***** Material shown
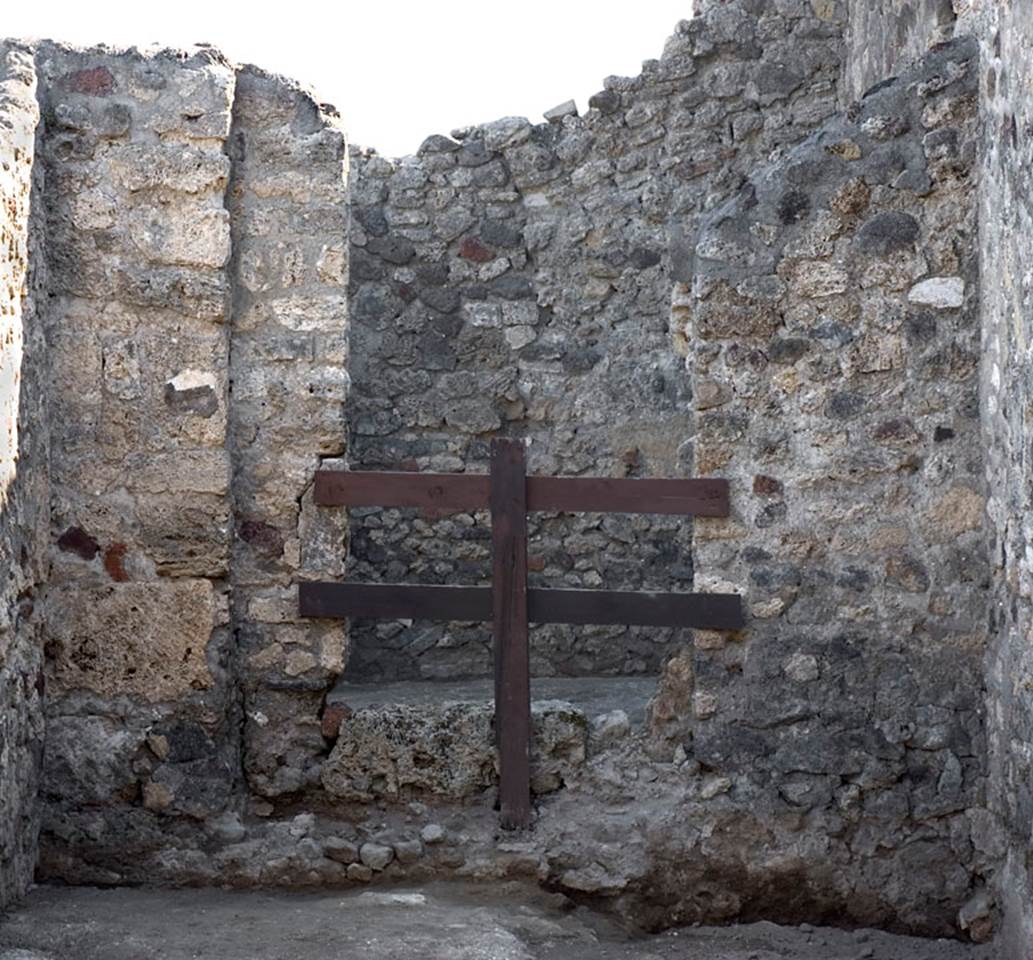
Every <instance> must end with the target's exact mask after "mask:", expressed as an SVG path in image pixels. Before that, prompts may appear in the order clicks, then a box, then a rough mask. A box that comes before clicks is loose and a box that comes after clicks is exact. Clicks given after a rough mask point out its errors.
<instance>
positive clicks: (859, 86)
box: [842, 0, 965, 103]
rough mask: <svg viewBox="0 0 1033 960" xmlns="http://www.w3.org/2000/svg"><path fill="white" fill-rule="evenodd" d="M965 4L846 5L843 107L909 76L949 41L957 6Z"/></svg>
mask: <svg viewBox="0 0 1033 960" xmlns="http://www.w3.org/2000/svg"><path fill="white" fill-rule="evenodd" d="M963 2H965V0H864V2H862V0H851V2H849V3H848V4H847V9H848V14H849V16H848V21H847V29H846V56H845V58H844V61H843V83H842V97H843V102H844V103H849V102H850V101H852V100H858V99H860V97H862V96H863V95H864V93H865V91H867V90H868V89H869V88H870V87H874V86H875V85H876V84H880V83H882V82H883V81H884V80H886V79H887V78H889V76H896V75H898V74H899V73H901V72H903V71H905V70H907V69H908V68H909V67H910V66H911V65H912V64H913V63H914V62H915V61H916V60H918V59H919V58H920V57H922V56H924V55H925V54H926V52H927V51H928V50H929V49H930V48H931V47H933V45H935V44H936V43H942V42H943V41H944V40H948V39H950V37H951V36H952V35H953V31H954V22H956V18H957V13H956V9H954V7H956V6H960V5H961V4H962V3H963Z"/></svg>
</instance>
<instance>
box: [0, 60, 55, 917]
mask: <svg viewBox="0 0 1033 960" xmlns="http://www.w3.org/2000/svg"><path fill="white" fill-rule="evenodd" d="M35 93H36V71H35V68H34V66H33V62H32V55H31V52H30V51H29V50H27V49H25V48H23V47H22V45H20V44H17V43H0V908H3V906H5V905H6V904H7V903H8V902H9V901H10V900H12V899H14V898H17V897H19V896H21V895H22V894H23V893H24V892H25V890H26V888H27V887H28V885H29V882H30V881H31V879H32V875H33V869H34V867H35V863H36V856H37V854H36V838H37V835H38V833H39V805H38V800H37V794H38V791H39V779H40V762H41V757H42V752H43V715H42V711H43V676H42V639H41V632H40V631H41V618H40V616H39V605H40V598H41V592H42V587H43V583H44V580H45V576H46V560H45V556H46V553H45V552H46V543H48V525H49V498H50V493H49V472H48V455H46V450H48V422H49V421H48V415H46V407H45V401H46V397H45V386H44V381H45V366H44V344H43V338H42V323H41V318H40V304H39V300H40V298H39V292H40V290H39V288H40V286H41V284H42V281H43V262H44V261H43V258H42V248H41V229H40V222H39V217H38V203H39V192H38V186H39V184H38V168H36V169H35V177H34V167H33V159H34V154H35V131H36V124H37V121H38V118H39V109H38V106H37V103H36V96H35ZM34 181H35V188H34Z"/></svg>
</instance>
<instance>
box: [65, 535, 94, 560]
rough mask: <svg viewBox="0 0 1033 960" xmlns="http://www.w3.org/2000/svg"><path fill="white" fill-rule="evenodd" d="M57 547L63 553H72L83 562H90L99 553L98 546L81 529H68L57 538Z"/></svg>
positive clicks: (92, 539) (93, 538) (89, 537)
mask: <svg viewBox="0 0 1033 960" xmlns="http://www.w3.org/2000/svg"><path fill="white" fill-rule="evenodd" d="M58 547H60V548H61V550H63V551H64V552H65V553H73V554H75V555H76V556H80V557H82V558H83V559H84V560H92V559H93V558H94V557H95V556H96V555H97V554H98V553H99V552H100V545H99V544H98V543H97V541H96V540H95V539H94V538H93V537H92V536H90V534H89V533H87V532H86V530H84V529H83V528H82V527H69V528H68V529H67V530H65V532H64V533H62V534H61V536H59V537H58Z"/></svg>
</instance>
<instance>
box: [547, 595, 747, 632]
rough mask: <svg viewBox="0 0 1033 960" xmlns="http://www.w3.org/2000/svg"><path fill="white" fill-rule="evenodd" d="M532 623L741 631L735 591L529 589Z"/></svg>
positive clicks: (736, 598) (738, 606)
mask: <svg viewBox="0 0 1033 960" xmlns="http://www.w3.org/2000/svg"><path fill="white" fill-rule="evenodd" d="M528 618H529V619H530V620H531V621H532V622H533V623H577V624H587V623H624V624H628V625H634V626H687V627H695V628H696V629H711V630H741V629H742V628H743V626H744V625H745V623H744V620H743V603H742V599H741V598H740V596H739V594H738V593H646V592H641V593H637V592H635V593H633V592H628V591H622V590H529V591H528Z"/></svg>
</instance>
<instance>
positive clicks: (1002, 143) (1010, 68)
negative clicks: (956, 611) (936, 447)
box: [962, 0, 1033, 960]
mask: <svg viewBox="0 0 1033 960" xmlns="http://www.w3.org/2000/svg"><path fill="white" fill-rule="evenodd" d="M969 6H970V8H969V9H967V10H966V11H965V17H964V19H963V24H962V29H967V30H970V31H972V32H973V33H975V34H976V35H977V36H978V37H979V39H980V45H981V50H982V65H983V69H982V78H981V87H980V99H981V101H982V104H983V117H982V130H983V136H982V140H981V143H982V148H981V163H980V174H981V188H980V198H979V204H980V218H979V251H980V254H979V255H980V261H981V267H982V278H983V281H982V286H981V293H980V311H981V315H982V365H981V379H982V403H981V410H982V425H983V446H984V448H985V450H987V464H985V469H987V482H988V487H989V489H990V491H991V493H990V503H989V506H988V514H989V516H990V535H989V545H988V546H989V554H990V558H991V564H992V575H993V581H992V582H993V592H992V601H991V612H990V626H991V636H992V644H991V649H990V656H989V669H988V672H987V686H988V693H989V698H988V699H989V703H988V710H987V736H988V745H989V754H990V770H989V774H990V776H989V780H988V786H987V800H988V806H989V809H990V811H991V813H992V814H993V818H990V817H988V818H987V819H985V820H983V822H982V823H981V825H980V826H981V830H980V834H979V841H980V844H981V845H982V846H983V848H984V850H985V854H984V856H987V857H988V858H989V859H995V860H996V859H999V858H1002V855H1003V864H1002V867H1001V869H1000V871H999V873H998V875H997V877H996V882H995V884H994V894H995V899H996V901H997V906H998V907H999V909H1000V910H1001V911H1002V912H1003V918H1004V920H1003V931H1002V937H1001V948H1000V949H1001V952H1002V955H1003V956H1005V957H1007V958H1008V960H1025V958H1026V957H1028V956H1029V952H1030V944H1031V943H1033V870H1031V868H1030V858H1029V851H1030V823H1031V817H1033V792H1031V788H1030V785H1031V783H1033V686H1031V677H1033V654H1031V647H1030V637H1031V630H1033V616H1031V610H1030V597H1031V595H1033V461H1031V458H1030V437H1031V435H1033V384H1031V379H1030V371H1031V369H1033V272H1031V264H1033V200H1031V194H1030V189H1029V183H1030V178H1031V177H1033V3H1031V2H1030V0H1016V2H1013V3H1010V4H993V3H979V4H974V3H973V4H970V5H969Z"/></svg>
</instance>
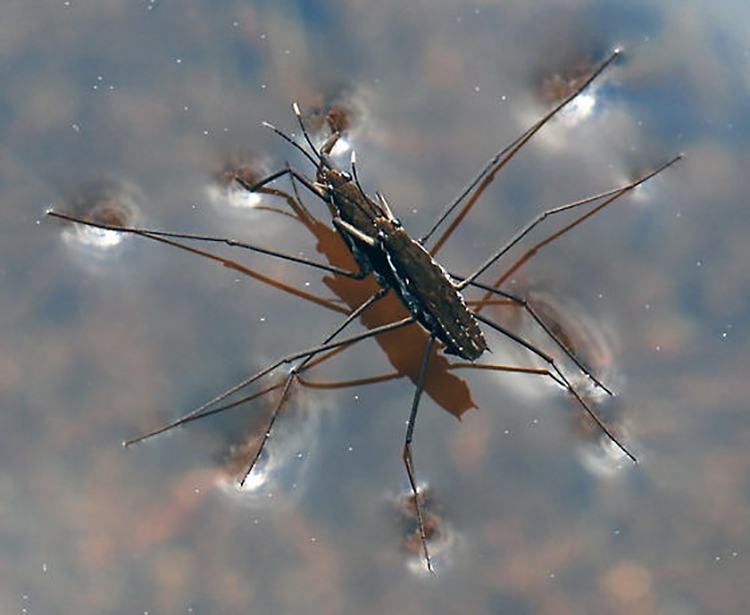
**********
Your objective:
Copy out every line of the data above that contains the string "positive", matching case exactly.

Task answer:
positive clicks: (859, 86)
positive clicks: (92, 539) (93, 538) (89, 537)
positive clicks: (736, 598) (738, 606)
positive clicks: (1002, 143) (1010, 68)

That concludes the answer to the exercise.